■ **AIM OF THE EXERCISE**
The records below are to be quoted in full; please keep every word exact.

* * * *

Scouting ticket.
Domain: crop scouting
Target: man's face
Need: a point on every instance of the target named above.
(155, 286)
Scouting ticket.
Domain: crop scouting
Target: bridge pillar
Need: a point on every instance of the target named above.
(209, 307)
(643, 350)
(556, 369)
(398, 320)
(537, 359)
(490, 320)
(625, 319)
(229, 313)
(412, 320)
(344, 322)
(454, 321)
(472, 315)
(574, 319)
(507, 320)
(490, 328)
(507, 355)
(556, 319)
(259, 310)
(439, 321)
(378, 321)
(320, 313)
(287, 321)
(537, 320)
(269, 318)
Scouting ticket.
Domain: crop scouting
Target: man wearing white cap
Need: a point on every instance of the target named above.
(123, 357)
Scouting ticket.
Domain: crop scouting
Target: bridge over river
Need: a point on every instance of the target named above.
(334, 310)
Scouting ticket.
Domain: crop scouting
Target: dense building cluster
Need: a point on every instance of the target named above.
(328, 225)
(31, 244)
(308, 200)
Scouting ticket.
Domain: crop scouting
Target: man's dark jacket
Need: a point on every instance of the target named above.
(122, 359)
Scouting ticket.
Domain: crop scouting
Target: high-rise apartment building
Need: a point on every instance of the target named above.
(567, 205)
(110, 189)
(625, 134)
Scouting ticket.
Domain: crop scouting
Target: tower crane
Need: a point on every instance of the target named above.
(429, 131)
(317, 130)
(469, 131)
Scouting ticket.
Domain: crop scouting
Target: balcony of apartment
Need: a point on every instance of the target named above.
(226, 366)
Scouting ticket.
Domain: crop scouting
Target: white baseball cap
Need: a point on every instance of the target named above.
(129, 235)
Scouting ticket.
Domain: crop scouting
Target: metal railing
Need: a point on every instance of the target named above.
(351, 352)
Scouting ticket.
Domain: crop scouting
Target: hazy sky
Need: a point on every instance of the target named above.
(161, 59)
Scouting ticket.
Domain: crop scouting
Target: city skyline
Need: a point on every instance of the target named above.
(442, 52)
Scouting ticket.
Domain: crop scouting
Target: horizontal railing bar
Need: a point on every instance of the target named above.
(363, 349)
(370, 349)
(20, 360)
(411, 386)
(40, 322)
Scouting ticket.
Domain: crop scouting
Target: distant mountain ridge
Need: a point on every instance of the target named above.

* * * *

■ **WRITTEN RESPONSE**
Scouting ticket.
Domain: crop scouting
Target: man's face
Need: a point on every instance of the target named above.
(155, 286)
Scouting ticket.
Domain: crop scouting
Target: bridge pillar
Need: a point on every instance of the target named above.
(209, 307)
(643, 350)
(556, 369)
(398, 320)
(537, 359)
(490, 320)
(625, 319)
(229, 313)
(412, 320)
(344, 322)
(454, 321)
(472, 315)
(574, 319)
(507, 320)
(490, 328)
(507, 355)
(556, 319)
(259, 310)
(439, 321)
(378, 321)
(320, 313)
(287, 321)
(537, 320)
(269, 318)
Scouting ticket.
Domain: crop scouting
Target: man wearing white cap
Need: a point on every instance of the target named above.
(123, 357)
Scouting ticket.
Domain: crop scouting
Target: bridge over river
Need: a point on every instance of the target named above.
(334, 310)
Scouting ticket.
Domain: crop scouting
Target: dense building cluster
Need: a point on every instance of the target named above.
(328, 225)
(31, 244)
(308, 200)
Scouting ticket.
Domain: crop scouting
Target: man's dark jacket
Need: a point on every instance of the target named above.
(122, 359)
Scouting ticket.
Domain: crop scouting
Target: high-rise apartment building
Need: a point on every instance of the target named above.
(567, 205)
(110, 189)
(625, 134)
Scouting ticket.
Domain: crop scouting
Target: tower crane
Need: a point on every instance of the target named above.
(429, 131)
(317, 130)
(469, 131)
Scouting ticket.
Domain: crop scouting
Target: balcony of apartment
Need: a point on every instance of the target named above.
(226, 366)
Scouting ticket.
Domain: crop scouting
Target: white baseball cap
Need: a point on every instance of the target named above.
(129, 235)
Scouting ticket.
Domain: crop scouting
Target: metal railing
Need: a point on every instance of the target named above.
(351, 352)
Scouting ticket.
Domain: crop scouting
Target: hazy sky
Need: a point on every instance of the target named above.
(161, 59)
Scouting ticket.
Domain: crop scouting
Target: city skyline
Need: a point on every instance of the target named above.
(442, 52)
Scouting ticket.
Domain: crop scouting
Target: horizontal railing bar
Need: a point on every instance of the target named above.
(363, 349)
(370, 349)
(20, 360)
(411, 386)
(40, 322)
Scouting ticket.
Domain: crop scouting
Target: distant mountain ridge
Need: a point on every instance of the target named above.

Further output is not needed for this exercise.